* **Selected excerpt**:
Thousands of young couples from every corner of the planet are setting up businesses, simply and quickly, from the comfort of their own bedrooms. Usually unemployed, affected by the hopeless crisis of our days, these young people are unafraid of exposing their intimacy for few hundred bucks a week. In short, these enterprising pairs offer sex performances online for a paying audience. Their virtual, on-demand peepshows can be found on several websites. For free, you can watch them waiting, “ready to have sex for you”—they will remain on camera until the moment you decide to pay for action.

The project, Tediousphilia was made in collaboration with the art diector Ramon Pez. It was based on my photographic series which documents the boredom and tedium suffered by vernacular webcam sex-performer couples. Since the original images were made, the project has taken many forms.

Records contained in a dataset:

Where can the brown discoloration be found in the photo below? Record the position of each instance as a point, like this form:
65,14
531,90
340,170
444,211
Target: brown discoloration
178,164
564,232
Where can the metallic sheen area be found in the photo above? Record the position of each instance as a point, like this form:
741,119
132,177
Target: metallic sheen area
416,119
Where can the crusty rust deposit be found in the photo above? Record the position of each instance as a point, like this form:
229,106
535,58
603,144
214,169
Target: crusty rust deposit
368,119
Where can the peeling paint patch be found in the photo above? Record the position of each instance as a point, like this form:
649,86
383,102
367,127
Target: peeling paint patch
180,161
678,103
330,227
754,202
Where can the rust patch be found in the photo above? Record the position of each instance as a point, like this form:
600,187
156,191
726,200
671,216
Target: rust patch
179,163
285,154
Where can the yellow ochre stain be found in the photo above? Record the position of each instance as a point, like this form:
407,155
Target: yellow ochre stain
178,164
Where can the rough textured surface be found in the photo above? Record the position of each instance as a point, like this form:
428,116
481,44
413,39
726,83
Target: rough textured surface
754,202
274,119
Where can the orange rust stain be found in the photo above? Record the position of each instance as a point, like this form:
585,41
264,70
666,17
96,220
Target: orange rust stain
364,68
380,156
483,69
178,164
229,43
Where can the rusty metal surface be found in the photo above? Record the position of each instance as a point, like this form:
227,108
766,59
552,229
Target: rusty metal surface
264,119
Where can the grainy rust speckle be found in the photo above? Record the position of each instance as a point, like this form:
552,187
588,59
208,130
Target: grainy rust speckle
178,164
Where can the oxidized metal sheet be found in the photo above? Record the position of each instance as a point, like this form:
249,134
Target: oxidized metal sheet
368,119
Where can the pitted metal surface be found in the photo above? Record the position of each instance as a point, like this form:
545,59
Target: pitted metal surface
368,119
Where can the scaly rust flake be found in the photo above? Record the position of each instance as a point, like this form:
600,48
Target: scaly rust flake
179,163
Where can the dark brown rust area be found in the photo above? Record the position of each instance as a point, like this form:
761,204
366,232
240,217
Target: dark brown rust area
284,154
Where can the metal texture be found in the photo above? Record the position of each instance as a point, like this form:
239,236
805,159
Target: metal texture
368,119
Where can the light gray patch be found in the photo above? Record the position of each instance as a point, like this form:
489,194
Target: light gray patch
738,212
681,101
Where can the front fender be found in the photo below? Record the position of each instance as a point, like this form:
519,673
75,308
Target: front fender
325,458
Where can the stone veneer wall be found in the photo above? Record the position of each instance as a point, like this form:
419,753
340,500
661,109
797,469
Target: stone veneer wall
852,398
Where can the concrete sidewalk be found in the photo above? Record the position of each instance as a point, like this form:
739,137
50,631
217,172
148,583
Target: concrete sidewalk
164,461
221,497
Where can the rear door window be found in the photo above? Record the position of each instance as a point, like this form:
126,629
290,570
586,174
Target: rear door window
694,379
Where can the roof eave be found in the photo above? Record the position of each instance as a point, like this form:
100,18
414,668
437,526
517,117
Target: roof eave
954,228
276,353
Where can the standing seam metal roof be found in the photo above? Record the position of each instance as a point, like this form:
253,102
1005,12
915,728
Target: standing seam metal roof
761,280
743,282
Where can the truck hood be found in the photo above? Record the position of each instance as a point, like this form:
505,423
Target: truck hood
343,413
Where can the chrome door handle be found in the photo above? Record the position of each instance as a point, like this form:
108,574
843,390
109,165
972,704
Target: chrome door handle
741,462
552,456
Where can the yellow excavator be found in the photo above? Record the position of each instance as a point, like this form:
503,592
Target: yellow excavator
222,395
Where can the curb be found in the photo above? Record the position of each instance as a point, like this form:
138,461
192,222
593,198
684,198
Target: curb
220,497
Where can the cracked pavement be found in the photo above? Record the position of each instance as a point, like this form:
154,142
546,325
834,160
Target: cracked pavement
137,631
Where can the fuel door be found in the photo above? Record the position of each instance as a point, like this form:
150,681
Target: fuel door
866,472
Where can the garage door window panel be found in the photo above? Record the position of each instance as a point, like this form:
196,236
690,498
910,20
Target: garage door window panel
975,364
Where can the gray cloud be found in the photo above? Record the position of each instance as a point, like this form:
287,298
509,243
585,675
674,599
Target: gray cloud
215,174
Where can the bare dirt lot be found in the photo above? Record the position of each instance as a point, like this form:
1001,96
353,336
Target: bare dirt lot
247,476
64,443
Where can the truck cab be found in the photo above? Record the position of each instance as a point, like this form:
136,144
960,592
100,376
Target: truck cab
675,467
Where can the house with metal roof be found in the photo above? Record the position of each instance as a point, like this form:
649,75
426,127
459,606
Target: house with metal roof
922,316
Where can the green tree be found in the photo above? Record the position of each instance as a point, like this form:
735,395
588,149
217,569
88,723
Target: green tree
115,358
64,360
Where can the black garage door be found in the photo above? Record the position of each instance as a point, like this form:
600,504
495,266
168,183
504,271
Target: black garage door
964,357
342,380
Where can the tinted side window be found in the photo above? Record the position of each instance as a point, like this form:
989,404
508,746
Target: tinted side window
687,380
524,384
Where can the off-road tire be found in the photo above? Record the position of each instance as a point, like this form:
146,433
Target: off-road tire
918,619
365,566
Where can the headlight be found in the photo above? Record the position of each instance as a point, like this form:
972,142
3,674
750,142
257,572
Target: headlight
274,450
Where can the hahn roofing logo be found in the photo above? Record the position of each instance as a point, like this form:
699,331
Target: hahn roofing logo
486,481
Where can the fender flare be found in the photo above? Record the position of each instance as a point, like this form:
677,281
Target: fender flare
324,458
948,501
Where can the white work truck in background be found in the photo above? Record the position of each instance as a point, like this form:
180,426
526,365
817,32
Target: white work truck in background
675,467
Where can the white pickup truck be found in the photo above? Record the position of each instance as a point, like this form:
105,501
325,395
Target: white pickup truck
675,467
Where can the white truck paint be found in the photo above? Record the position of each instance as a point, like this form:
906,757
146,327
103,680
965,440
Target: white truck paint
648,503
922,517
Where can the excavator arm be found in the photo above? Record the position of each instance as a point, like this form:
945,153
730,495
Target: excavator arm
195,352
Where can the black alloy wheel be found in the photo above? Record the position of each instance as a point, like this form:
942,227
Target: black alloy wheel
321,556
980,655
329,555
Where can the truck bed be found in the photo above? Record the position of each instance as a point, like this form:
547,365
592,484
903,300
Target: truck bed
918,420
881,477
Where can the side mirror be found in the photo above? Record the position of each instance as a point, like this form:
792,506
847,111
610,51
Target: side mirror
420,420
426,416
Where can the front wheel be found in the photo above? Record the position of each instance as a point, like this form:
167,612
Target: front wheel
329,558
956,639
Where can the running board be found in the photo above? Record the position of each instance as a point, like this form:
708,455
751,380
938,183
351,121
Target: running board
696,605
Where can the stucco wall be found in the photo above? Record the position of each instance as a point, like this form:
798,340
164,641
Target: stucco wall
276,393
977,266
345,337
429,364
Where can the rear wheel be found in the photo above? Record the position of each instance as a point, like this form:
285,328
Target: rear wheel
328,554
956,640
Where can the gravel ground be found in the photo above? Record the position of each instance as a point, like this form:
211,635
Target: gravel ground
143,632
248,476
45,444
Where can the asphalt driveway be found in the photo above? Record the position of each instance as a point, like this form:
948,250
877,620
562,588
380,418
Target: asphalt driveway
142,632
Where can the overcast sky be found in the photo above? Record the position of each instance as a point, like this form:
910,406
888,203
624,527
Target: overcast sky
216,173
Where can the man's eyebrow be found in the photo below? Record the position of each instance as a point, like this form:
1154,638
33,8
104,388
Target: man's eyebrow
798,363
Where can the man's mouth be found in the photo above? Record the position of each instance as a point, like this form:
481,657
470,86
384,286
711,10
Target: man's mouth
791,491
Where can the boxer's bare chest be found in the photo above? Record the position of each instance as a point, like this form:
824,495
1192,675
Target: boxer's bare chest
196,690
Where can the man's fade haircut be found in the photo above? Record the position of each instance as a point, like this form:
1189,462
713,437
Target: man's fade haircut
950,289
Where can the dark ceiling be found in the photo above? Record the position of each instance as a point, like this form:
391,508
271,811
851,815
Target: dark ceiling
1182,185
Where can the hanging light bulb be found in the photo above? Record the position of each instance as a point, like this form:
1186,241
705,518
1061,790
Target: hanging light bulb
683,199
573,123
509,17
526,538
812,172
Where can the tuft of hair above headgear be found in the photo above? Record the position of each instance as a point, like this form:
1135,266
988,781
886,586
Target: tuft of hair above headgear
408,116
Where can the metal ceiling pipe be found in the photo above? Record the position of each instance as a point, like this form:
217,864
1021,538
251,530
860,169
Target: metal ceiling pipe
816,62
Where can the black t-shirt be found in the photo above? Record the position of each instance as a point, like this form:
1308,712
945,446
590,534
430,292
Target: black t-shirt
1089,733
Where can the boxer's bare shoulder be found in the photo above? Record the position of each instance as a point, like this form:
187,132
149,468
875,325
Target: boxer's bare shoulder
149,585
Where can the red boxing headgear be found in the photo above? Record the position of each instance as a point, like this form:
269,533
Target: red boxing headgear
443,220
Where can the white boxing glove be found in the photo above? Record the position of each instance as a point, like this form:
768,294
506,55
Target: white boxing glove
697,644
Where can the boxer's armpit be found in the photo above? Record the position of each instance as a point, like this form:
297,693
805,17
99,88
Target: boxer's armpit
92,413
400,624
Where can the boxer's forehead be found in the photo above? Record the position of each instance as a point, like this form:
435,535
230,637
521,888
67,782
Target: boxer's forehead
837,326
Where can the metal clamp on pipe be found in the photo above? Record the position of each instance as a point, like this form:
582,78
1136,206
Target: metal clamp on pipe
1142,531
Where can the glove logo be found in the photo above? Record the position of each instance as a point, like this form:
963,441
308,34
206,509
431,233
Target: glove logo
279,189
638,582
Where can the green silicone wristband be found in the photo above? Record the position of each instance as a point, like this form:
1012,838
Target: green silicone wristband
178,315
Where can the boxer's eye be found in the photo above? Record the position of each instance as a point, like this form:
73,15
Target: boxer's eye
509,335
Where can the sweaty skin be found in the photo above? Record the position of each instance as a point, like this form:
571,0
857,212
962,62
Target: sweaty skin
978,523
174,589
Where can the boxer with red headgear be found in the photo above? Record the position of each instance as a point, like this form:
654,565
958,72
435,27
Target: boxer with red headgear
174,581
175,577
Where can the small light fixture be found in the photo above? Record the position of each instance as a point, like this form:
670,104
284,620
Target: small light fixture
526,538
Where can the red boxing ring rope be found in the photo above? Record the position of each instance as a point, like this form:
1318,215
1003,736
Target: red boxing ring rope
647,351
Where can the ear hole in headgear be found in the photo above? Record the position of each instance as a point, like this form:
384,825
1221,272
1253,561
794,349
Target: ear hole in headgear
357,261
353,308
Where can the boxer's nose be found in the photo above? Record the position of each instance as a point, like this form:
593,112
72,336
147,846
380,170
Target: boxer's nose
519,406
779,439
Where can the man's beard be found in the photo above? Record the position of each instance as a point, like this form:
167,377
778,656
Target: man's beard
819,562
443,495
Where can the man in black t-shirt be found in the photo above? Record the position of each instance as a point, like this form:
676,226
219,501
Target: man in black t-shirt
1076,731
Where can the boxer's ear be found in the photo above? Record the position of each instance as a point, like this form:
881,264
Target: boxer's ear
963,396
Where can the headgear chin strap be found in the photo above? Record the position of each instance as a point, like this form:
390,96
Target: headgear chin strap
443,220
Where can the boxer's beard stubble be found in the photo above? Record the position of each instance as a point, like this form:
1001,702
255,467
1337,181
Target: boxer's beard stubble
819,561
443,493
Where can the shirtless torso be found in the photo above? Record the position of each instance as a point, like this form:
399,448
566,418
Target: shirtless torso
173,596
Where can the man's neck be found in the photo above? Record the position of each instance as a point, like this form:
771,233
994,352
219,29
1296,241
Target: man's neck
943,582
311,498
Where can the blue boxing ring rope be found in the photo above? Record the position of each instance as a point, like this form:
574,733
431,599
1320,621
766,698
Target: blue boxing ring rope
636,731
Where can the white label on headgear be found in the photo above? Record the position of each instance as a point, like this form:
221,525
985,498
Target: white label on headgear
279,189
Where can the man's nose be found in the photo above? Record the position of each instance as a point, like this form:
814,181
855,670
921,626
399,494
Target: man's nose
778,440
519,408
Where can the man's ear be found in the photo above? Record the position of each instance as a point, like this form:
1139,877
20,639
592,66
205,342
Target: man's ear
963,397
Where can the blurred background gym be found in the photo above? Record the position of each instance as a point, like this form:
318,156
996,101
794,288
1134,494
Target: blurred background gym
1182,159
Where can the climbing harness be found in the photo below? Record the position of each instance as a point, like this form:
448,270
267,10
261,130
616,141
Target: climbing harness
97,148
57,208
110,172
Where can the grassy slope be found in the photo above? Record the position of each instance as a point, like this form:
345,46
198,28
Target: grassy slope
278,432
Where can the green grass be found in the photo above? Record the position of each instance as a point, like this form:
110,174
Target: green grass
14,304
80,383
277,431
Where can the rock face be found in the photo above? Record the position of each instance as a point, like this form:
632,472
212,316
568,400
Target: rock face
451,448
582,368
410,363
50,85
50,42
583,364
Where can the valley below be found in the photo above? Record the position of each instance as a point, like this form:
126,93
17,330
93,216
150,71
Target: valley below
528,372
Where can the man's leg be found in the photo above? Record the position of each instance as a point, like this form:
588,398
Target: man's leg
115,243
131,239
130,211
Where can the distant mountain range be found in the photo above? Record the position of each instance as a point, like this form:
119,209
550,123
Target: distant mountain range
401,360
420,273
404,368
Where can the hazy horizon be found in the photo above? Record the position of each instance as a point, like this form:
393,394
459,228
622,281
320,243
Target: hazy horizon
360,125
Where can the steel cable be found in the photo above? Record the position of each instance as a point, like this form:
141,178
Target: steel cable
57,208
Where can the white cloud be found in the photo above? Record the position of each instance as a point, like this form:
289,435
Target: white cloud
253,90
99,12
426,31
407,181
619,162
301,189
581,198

* **Requirements**:
(a) Sum up the passage about the Tediousphilia project in two sentences.
(b) Go on with the passage about the Tediousphilia project from the point where it stops.

* **Per-task outputs**:
(a) Young couples around the world, often unemployed, run businesses from their bedrooms by offering paid sex performances online, staying on camera for free viewers until someone pays for action. Tediousphilia, made with art director Ramon Pez, grew from a photographic series documenting the boredom these webcam couples endure and has since taken many forms.

(b)
—Laia Abril

The video above is just one of several shapes this project has taken since its inception. Others include a book, a projection, a wall of TVs, a museum exhibition…In the words of Abril, the platform (of diffusion) should depend on the story, not the other way around. Indeed, throughout her work, Abril maintains a strong commitment to variety and open-mindedness, avoiding the temptation of falling into a dependable (read: predictable) style.

As LensCulture managing editor Alexander Strecker discovered over a long-ranging discussion at the Hamburg Triennale of Photography, Abril has strong, original thoughts on just about everything…

LC: Let’s begin at the beginning—how did this project start?

LA: I was online all the time, searching for Thinspiration (these images are from 2011 and 2014). One day, I was with a friend who is gay and he took me to some amazing gay websites. He told me about “the cams,” and so we checked out the gay cams. Immediately, I found people doing nothing. This amused me. Remember, we’re in 2011: these were not just pop-up ads but real, live videos. Now they’re harder to find, but four years ago—that’s a long time for the internet.

LC: So your project…it’s a website?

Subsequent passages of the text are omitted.